There are suddenly even more people on the streets, running as fast as they can to the hills, to the hills! By evening, there is a sight no one has ever seen – the mountains are illuminated from the foot to the peak with people’s flash lights, candles, torches.
There is still, for all intents and purposes, a house. There is no roof, no ceiling, no windows, no book shelves or books, but there is still a winding staircase with elaborate balusters and steps made from dark hard wood slabs on which the rainwater cascades like grand waterfalls when itrains. And there is a black granite floor that collects the water into many puddles the kids like to trample and splash on.
There is a room on the ground floor where the family used to congregate every night when the parents were still alive. It is now being slept in by strangers who have traveled from distant lands – Iran, Israel, America,Bolivia, South Africa – to clear the streets, feed the hungry, slowly revive the city.
There are two old trees that used to partly hide the house from the street with its thick foliage, birds’ nests, and intricate branches reaching into the balcony. They are now leafless and branchless, and nestless. The barks have been peeled off and, at night, under a bright moon, the trunks look like the ghosts of two pale, old men stranded between this world and another.
There are firelies all of a sudden, and crickets, but no birds, my sister-in-law, Debbie, notices.
○ ○ ○ ○
WORK TO COMPLETE:
1. List every country or region that the passage about the ruined house names as a place the strangers traveled from.
2. Resume the passage about the ruined house after its last sentence.
The listing after this point is separate material and has no connection to the passage about the ruined house.
○ ○ ○ ○
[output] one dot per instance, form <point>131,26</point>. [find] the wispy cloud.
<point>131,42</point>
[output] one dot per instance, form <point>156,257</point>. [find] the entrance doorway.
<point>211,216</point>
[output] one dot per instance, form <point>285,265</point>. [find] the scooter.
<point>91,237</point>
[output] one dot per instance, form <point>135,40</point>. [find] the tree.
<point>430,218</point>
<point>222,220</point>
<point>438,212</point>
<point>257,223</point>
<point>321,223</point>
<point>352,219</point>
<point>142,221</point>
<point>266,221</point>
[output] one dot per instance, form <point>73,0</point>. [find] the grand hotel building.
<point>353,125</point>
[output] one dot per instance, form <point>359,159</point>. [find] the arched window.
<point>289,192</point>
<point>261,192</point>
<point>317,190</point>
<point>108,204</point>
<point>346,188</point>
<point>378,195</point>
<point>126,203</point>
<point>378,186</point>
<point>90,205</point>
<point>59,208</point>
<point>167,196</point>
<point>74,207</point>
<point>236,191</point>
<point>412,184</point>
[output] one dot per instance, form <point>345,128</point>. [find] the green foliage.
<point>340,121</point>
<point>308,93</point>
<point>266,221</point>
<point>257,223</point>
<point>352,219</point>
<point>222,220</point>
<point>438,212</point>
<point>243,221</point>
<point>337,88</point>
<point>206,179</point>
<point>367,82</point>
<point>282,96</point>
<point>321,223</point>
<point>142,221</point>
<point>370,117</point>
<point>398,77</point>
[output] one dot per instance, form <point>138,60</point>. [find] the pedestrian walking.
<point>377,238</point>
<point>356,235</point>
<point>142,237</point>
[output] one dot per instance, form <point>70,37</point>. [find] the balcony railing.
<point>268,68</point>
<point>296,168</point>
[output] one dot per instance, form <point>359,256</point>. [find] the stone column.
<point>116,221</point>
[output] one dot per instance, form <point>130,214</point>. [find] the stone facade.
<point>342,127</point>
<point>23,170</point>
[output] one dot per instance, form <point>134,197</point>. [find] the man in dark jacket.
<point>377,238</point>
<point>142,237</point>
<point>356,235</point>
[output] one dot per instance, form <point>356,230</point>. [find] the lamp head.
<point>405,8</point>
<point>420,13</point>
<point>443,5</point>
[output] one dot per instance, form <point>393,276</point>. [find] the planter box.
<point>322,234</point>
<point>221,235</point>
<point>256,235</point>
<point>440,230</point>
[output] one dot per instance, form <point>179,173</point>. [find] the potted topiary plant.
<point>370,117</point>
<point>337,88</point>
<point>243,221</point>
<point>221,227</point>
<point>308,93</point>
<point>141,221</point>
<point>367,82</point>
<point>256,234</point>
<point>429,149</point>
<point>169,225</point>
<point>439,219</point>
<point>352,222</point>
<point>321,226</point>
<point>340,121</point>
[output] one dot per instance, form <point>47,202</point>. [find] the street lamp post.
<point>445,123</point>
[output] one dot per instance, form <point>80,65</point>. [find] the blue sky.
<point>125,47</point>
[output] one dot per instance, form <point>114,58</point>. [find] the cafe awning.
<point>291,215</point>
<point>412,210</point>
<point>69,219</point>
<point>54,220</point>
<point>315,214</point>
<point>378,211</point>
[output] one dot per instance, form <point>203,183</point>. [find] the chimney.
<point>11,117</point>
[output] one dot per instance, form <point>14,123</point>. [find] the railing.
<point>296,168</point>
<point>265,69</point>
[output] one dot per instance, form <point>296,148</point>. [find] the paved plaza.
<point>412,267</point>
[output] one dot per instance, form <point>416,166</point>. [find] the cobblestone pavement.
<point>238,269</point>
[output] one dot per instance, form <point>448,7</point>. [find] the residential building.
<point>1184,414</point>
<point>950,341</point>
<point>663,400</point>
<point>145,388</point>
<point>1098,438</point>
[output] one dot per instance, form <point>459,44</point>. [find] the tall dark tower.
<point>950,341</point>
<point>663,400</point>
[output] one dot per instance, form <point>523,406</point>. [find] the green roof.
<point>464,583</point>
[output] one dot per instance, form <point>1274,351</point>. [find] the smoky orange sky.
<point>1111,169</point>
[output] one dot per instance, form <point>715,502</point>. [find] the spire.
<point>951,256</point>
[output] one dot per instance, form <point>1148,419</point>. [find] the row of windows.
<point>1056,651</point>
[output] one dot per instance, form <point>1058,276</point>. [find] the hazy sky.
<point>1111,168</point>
○ ○ ○ ○
TASK RESPONSES:
1. Iran, Israel, America, Bolivia, South Africa

2.
There is a rumor about that other rumor, Dennis tells the strangers who have become friends and family to us now. The city mayor’s daughter, Chona May, had been washed away and her mother, the beautiful city councilor who used to be a movie starlet, had screamed and screamed: “Chona May! Chona May!” Her screams pierced the silence and absolute darkness of the evening, waking people in San Jose from their nightmares. “Chunami daw, chunami!” And that’s how everyone suddenly scrambled to their feet, fled out of the city and into the hills, in fear of a chunami or tsunami.
There is a truth and there is a lie, my brother says. The mayor’s daughter did not really perish, and he doesn’t even have a daughter named Chona May, but it is true that his beautiful wife is the city councilor and she did used to be a star.
There are people who do not like this joke, but some people laugh, for the first time, and a little of the old sparkle return briefly to their weary eyes.
(With reports from Dennis, Derek, Aimee, Dandee, Debbie, William, and random friends and strangers in Tacloban)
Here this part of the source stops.